In the spectral clustering notes below, how is the volume of a vertex subset S defined?

• SOURCE TEXT
****************
Spectral clustering (Thu, May 05)

Graph conductance

As in the last lecture, consider an undirected graph \(\def\seteq{\mathrel{\vcenter{:}}=} \def\cE{\mathcal{E}} \def\cL{\mathcal{L}} \def\R{\mathbb{R}} \def\cR{\mathcal{R}} \def\argmin{\mathrm{argmin}} \def\llangle{\left\langle} \def\rrangle{\right\rangle} \def\1{\mathbf{1}} \def\e{\varepsilon} \def\vol{\mathrm{vol}} \def\avint{\mathop{\,\rlap{-}\!\!\int}\nolimits}\) \(G=(V,E)\) with \(n=|V|\) vertices. One way to capture the the idea that a subset \(S \subseteq V\) of vertices is a good “cluster” is through the notion of conductance. Define the volume of \(S\) as the quantity

\[\vol(S) = \sum_{u \in S} \deg(u),\]

i.e., the sum of vertex degrees in $S$. Then we define the conductance of the set \(S\) by

\[\phi_G(S) \seteq \frac{|E(S,\bar{S})|}{\min(\vol(S),\vol(\bar{S}))},\]

where \(E(S,\bar{S})\) denotes the set of edges that run from \(S\) to its complement.

Let us define \(\rho_2(G)\) to be the minimum of the conductance as it runs over all non-empty subsets of \(G\):

\[\rho_2(G) \seteq \min_{\emptyset \neq S \subseteq V} \phi_G(S)\,.\]

Spectral clusters

It turns out that the eigenvectors of the Laplacian of \(G\) encode information about sets of small conductance. It will be more useful to work with the normalized Laplacian. For simplicity, let’s assume that our graph is \(d\)-regular, which means that \(\deg(v)=d\) for every \(v \in V\). Then the normalized Laplacian is just the usual (“combinatorial”) Laplacian scaled down by \(d\):

\[\cL_G \seteq \frac{1}{d} L_G = I - \frac{1}{d} A\,,\]

where \(A\) is the adjacency matrix of \(G\). Recall that if we sort the eigenvalues of \(\cL_G\) as \(\lambda_1 \leq \lambda_2 \leq \cdots \leq \lambda_n\), then \(\lambda_1=0\) corresponds to the constant eigenvector \(\mathbf{x}_1 = (1/\sqrt{n},\ldots,1/\sqrt{n})\). The next claim gives the first connection between the 2nd smallest eigenvalue \(\lambda_2(G)\) of \(\cL_G\) and the sets of minimal conductance in \(G\).
****************
• PROVIDED MATERIAL

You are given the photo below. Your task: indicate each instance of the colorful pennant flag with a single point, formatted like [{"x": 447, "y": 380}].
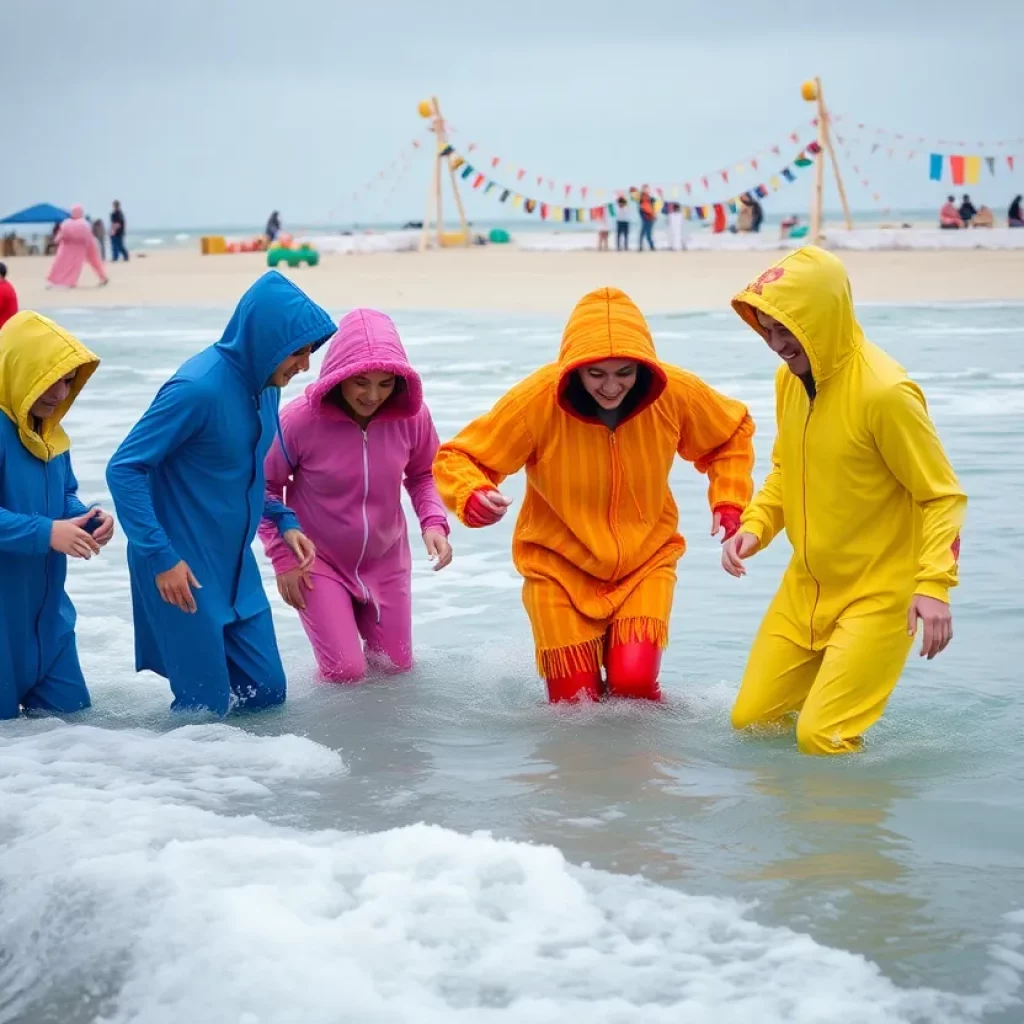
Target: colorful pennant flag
****************
• TASK SOLUTION
The volume of S is the sum of the degrees of the vertices in S.